Reproduce the items word for word, from the line that contains "the woman's raised" down to the end of the items, including both of those ends.

=== Data supplied ===

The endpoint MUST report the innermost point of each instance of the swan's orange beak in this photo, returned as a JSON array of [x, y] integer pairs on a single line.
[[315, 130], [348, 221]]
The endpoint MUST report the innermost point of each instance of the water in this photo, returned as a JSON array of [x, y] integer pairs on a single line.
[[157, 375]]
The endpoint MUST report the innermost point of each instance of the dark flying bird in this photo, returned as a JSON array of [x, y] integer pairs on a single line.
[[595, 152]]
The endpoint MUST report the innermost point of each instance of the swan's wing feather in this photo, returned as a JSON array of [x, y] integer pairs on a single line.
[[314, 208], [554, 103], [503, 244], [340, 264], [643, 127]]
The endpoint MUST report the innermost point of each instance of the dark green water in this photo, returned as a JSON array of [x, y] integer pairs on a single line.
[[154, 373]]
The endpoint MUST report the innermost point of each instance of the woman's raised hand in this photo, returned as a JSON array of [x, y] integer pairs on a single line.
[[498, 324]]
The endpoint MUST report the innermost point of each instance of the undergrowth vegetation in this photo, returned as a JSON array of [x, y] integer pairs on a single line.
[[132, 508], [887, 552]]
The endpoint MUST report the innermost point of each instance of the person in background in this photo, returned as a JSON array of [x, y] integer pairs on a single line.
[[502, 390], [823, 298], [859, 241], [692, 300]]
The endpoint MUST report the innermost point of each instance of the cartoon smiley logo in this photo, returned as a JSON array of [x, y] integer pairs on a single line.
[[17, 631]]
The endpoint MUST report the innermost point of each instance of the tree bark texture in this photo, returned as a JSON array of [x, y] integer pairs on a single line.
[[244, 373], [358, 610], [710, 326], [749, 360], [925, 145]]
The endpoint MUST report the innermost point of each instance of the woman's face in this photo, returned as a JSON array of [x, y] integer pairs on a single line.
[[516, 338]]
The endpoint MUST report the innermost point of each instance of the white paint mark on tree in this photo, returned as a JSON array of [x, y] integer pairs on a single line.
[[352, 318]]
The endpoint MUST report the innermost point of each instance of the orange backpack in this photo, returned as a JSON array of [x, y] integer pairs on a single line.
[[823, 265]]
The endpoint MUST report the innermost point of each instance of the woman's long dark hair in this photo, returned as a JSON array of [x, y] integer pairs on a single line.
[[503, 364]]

===

## Full output
The endpoint MUST report the innermost point of each instance of the woman's raised hand in this photo, returned as a JSON array of [x, y] integer pairs on a single line.
[[498, 324]]
The endpoint MUST report the innermost point of each instance of the undergrowth vegetation in this photo, returned as a JSON array of [x, y] integer pairs on a single line.
[[132, 508], [887, 552]]
The endpoint MUST report the innermost point of each instance of the person in background in this photo, returned as a JSON array of [x, y] integer pairs on a single line.
[[502, 390], [823, 298], [859, 241], [692, 300]]
The endpoint MUST report the innermost point of each instance of the cartoon smiley logo in this photo, returned as a JSON array of [x, y] integer pairs on a single line.
[[17, 631]]
The endpoint MUST report the innermost point of each instance of the tree bark texture in this photo, returned as a JSON array of [x, y] integer pairs on a single line.
[[244, 373], [358, 610], [710, 326], [749, 360], [925, 145]]
The endpoint MUST report the innermost point of each instance of the woman's face in this photo, returned as a JSON array of [x, y] integer pairs on a single line.
[[516, 338]]
The endpoint MUST report the innermost point of each instance of the white paint mark on tree in this photo, returned as a JSON array of [x, y] integer pairs on a single line.
[[352, 318]]
The endpoint MUST report the innermost point of each instance of the orange backpack in this photo, returned as a JSON array of [x, y] integer pairs on a single line.
[[823, 265]]
The endpoint MUST report the innermost point of each instance of the woman's long dark hair in this photo, returned as a JSON array of [x, y] integer pairs on a single line.
[[503, 364]]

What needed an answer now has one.